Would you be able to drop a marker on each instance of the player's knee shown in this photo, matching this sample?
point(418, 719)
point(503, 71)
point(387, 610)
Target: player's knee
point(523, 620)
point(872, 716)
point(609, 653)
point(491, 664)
::::::::::
- **Stated exercise**
Return every line of the records above verbatim, keeping their original order.

- **Correct answer**
Would you be able to drop a marker on each instance of the player's knee shown in this photo, matching this sample?
point(418, 719)
point(503, 71)
point(387, 610)
Target: player's knee
point(523, 620)
point(872, 716)
point(609, 653)
point(491, 664)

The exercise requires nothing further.